_TASK OBJECTIVE_
Below are the entries; set down each of them exactly.

_DATA LISTING_
****************************************
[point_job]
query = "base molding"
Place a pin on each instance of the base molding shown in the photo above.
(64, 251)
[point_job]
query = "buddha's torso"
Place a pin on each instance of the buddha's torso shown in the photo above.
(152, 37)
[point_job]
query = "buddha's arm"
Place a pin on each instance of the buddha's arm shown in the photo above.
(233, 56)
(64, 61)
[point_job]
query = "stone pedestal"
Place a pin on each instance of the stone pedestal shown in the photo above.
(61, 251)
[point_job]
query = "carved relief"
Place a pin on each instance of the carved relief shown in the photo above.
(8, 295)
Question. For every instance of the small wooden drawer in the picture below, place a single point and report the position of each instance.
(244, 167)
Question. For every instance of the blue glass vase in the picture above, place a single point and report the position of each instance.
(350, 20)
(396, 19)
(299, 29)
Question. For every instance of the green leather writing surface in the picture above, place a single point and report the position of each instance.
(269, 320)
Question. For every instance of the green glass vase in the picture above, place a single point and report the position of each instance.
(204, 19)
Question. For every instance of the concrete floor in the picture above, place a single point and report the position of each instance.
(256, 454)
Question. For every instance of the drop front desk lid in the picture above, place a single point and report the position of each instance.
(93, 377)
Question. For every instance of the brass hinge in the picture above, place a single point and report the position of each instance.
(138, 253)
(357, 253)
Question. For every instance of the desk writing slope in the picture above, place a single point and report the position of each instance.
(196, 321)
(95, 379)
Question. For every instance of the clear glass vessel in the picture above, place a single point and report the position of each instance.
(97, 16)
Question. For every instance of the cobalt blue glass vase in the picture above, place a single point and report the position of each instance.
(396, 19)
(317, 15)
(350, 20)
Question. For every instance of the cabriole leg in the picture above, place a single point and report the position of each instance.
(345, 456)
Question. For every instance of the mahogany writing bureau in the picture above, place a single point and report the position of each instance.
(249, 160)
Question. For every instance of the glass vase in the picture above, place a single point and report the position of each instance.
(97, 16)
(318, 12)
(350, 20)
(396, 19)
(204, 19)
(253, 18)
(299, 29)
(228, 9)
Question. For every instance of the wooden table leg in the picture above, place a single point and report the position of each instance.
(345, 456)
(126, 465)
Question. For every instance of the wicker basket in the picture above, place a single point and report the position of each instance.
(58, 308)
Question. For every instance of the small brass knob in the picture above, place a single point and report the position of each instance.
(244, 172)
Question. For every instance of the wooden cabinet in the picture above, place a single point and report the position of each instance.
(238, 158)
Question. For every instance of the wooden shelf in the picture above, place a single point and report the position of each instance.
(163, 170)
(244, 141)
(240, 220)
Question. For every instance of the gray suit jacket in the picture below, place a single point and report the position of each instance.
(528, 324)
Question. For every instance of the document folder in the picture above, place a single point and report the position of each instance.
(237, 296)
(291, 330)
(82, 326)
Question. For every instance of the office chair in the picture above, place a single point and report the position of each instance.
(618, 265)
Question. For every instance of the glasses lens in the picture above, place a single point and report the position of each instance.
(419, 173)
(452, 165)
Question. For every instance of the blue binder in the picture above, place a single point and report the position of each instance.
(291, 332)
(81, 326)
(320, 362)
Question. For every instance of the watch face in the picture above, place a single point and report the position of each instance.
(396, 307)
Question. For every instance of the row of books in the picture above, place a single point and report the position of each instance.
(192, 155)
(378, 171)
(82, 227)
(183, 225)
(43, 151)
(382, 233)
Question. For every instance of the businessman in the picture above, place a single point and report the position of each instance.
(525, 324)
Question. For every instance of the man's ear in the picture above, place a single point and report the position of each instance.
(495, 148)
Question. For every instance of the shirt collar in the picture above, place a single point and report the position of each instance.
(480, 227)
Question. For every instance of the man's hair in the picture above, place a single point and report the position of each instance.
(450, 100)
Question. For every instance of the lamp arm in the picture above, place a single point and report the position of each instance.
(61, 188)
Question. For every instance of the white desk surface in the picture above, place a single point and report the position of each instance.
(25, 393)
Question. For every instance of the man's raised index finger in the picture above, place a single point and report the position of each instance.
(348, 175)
****************************************
_ANSWER BOX_
[point_job]
query = "base molding"
Place a pin on each instance of the base molding shown in the photo above.
(64, 251)
[point_job]
query = "buddha's torso"
Place a pin on each instance of the buddha's torso shown in the photo above.
(152, 37)
[point_job]
query = "buddha's arm"
Place a pin on each instance of the buddha's arm shown in the photo above.
(233, 56)
(64, 61)
[point_job]
query = "stone pedestal"
Place a pin on each instance of the stone pedestal shown in the photo above.
(61, 251)
[point_job]
query = "carved relief"
Place a pin on each instance of the carved relief shown in the photo above.
(8, 295)
Question. For every instance of the small wooden drawer in the picture below, place a single point and report the position of each instance.
(244, 167)
Question. For every instance of the blue glass vase in the picture above, place a single point and report the position of each instance.
(350, 20)
(396, 19)
(299, 29)
Question. For every instance of the green leather writing surface in the picture above, place a single point and report the position of each instance.
(269, 320)
Question. For every instance of the green glass vase in the picture above, place a single point and report the position of each instance.
(204, 19)
Question. For every instance of the concrete floor in the picture above, place a single point and report the position of each instance.
(256, 454)
Question. For every instance of the drop front desk lid in the picture above, place a single point and report the position of each instance.
(93, 377)
Question. For every instance of the brass hinge in the picture above, place a single point and report the position of each instance.
(138, 253)
(357, 253)
Question. For every instance of the desk writing slope in the picture above, place a single point and report the position of each instance.
(196, 321)
(95, 379)
Question. For every instance of the clear glass vessel in the picture above, place a single point and report the position of each instance.
(97, 16)
Question. For every instance of the cobalt blue glass vase in the picture above, place a single point and report the position of each instance.
(396, 19)
(317, 15)
(350, 20)
Question. For every instance of the cabriole leg in the picture above, place a single point and report the position of each instance.
(345, 456)
Question. For every instance of the mahogany writing bureau in the picture above, place a single point and report the position of each instance.
(249, 160)
Question. For every instance of the glass vase in the picture above, place a single point and report the position of each instance.
(97, 16)
(318, 12)
(350, 20)
(396, 19)
(204, 19)
(253, 18)
(299, 29)
(228, 9)
Question. For every instance of the wooden table leg in the picture above, place a single point and report the position of each instance.
(345, 456)
(126, 465)
Question. For every instance of the wicker basket in the picture above, place a single point and report the position of each instance.
(58, 308)
Question. For every instance of the small brass knob in the picture above, place a single point and report the position of each instance.
(244, 172)
Question. For every instance of the wooden cabinet in the picture above, place a single point and report the position of each instance.
(238, 158)
Question. For every instance of the wooden shelf in the picture above, place a single point and report the position of each instance.
(163, 170)
(244, 141)
(240, 220)
Question. For every instance of the gray suit jacket in the picture below, place a single point and report the position of each instance.
(528, 324)
Question. For every instance of the document folder in the picture above, place a single point and report the position of each instance.
(237, 296)
(291, 330)
(82, 326)
Question. For every instance of the office chair in the picture above, place a single point and report the position of each instance.
(618, 265)
Question. For every instance of the glasses lens in the picture above, place a single point and report the position of each instance.
(419, 173)
(452, 165)
Question. For every instance of the blue binder in the picture above, place a single point and report the position of each instance.
(291, 332)
(81, 326)
(320, 362)
Question. For every instance of the watch face in the picture above, place a single point and report the position of each instance.
(396, 307)
Question. For every instance of the row of books in the picture above, place a single point and report the position of each instance.
(192, 155)
(378, 171)
(82, 227)
(183, 225)
(43, 151)
(382, 233)
Question. For every instance of the businessman in the picture above, place a single point and report the position of each instance.
(525, 324)
Question. For every instance of the man's ear in the picture above, place a single point and report the position of each instance.
(495, 148)
Question. For every instance of the shirt collar in the picture above, place a single point and report the position of each instance.
(480, 227)
Question. For every instance of the man's hair in the picture above, place a single point and report the position of each instance.
(450, 100)
Question. For every instance of the lamp arm in the picture above, place a single point and report the position of each instance.
(61, 188)
Question. For every instance of the white desk surface in the picture above, place a single point and report the position of each instance.
(25, 393)
Question. For every instance of the man's raised index finger in the picture above, place a single point and report the position of each instance.
(348, 175)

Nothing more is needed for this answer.